— Task material —
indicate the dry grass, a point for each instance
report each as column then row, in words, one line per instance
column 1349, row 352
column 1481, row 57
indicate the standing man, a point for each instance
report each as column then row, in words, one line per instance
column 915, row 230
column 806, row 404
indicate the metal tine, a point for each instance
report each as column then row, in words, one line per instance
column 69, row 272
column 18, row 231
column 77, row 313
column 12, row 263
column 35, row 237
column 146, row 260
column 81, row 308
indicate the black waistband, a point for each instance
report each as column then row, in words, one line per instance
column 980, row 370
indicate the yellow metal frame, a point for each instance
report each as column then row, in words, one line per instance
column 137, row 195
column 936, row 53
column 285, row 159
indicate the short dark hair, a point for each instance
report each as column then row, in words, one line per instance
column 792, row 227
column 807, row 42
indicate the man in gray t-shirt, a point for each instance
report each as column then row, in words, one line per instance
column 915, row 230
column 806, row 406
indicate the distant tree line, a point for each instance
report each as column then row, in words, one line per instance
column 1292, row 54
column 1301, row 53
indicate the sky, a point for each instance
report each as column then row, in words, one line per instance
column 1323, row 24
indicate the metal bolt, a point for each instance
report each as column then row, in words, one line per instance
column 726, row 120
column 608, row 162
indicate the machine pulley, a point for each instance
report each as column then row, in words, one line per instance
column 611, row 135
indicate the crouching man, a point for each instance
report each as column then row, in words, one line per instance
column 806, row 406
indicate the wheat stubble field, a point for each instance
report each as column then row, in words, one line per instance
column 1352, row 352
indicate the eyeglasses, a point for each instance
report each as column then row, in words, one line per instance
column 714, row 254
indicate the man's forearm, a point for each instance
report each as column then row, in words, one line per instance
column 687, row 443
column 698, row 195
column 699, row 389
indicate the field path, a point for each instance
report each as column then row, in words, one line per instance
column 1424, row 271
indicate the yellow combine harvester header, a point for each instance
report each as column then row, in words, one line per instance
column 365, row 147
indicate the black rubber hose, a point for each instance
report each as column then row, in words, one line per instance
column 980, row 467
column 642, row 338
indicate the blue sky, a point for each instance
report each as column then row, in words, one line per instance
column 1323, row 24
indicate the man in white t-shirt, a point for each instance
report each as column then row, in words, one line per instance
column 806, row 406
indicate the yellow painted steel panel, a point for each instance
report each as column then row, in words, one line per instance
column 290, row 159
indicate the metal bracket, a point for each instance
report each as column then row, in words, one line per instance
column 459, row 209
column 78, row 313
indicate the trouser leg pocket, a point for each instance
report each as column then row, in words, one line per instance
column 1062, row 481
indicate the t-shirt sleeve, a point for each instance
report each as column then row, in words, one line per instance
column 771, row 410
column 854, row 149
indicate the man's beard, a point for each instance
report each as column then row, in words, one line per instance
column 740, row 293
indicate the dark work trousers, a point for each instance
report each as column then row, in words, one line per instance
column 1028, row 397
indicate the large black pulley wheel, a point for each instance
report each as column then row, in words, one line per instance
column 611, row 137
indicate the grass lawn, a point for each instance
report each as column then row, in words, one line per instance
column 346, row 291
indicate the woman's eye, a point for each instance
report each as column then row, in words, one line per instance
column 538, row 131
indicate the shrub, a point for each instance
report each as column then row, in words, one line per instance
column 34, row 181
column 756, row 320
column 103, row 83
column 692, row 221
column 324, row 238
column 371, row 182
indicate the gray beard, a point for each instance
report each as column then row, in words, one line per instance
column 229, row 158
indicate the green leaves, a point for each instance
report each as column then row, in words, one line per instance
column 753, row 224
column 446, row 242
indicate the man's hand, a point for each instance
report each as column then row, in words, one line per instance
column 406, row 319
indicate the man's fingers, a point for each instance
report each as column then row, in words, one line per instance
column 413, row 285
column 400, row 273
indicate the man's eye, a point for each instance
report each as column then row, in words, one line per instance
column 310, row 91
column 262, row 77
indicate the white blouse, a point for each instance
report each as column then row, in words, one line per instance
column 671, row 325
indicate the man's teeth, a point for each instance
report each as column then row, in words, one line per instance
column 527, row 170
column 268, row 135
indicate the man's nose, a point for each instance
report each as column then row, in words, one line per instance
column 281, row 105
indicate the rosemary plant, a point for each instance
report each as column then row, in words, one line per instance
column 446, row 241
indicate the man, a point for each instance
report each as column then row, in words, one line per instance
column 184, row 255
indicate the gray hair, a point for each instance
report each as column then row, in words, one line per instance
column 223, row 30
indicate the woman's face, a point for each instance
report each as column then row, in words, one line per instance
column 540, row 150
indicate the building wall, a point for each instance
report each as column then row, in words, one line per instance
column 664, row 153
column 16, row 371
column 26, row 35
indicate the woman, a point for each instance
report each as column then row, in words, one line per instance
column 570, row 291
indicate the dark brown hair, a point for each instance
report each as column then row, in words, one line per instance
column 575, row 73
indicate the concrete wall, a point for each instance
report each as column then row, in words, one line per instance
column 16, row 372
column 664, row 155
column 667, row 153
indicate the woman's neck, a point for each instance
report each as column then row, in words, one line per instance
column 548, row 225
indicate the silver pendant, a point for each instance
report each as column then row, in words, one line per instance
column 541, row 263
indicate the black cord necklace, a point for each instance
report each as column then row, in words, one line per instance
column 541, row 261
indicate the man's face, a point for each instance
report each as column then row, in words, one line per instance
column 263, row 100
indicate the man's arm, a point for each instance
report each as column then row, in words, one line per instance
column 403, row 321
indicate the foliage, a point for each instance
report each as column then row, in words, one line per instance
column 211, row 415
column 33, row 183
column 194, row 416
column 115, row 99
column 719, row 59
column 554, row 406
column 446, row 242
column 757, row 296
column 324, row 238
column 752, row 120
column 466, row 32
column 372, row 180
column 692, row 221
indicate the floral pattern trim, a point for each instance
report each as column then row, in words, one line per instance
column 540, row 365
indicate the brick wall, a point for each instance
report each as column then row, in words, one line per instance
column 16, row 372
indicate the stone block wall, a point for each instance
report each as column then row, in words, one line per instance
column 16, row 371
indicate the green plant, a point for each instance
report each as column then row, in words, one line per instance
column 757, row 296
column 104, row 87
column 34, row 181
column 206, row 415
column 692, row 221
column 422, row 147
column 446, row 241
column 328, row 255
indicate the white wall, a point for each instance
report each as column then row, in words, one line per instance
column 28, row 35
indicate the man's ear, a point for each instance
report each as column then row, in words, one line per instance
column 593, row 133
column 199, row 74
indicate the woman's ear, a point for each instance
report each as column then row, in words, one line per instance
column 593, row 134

— Required task —
All lines from the one containing "indicate the green plant, a" through the final line of the listing above are to be reproduced exactly; include both and add nothing.

— Expected answer —
indicate the green plant, a point for each instance
report each as column then row, in words, one line per instance
column 757, row 296
column 104, row 87
column 34, row 181
column 206, row 415
column 692, row 221
column 422, row 147
column 446, row 241
column 328, row 255
indicate the white wall, a point for each instance
report each as column then row, in words, one line per instance
column 28, row 35
indicate the man's ear, a point for each instance
report each as column then row, in words, one line per instance
column 593, row 133
column 199, row 74
indicate the woman's ear, a point for each instance
report each as column then row, in words, one line per instance
column 593, row 134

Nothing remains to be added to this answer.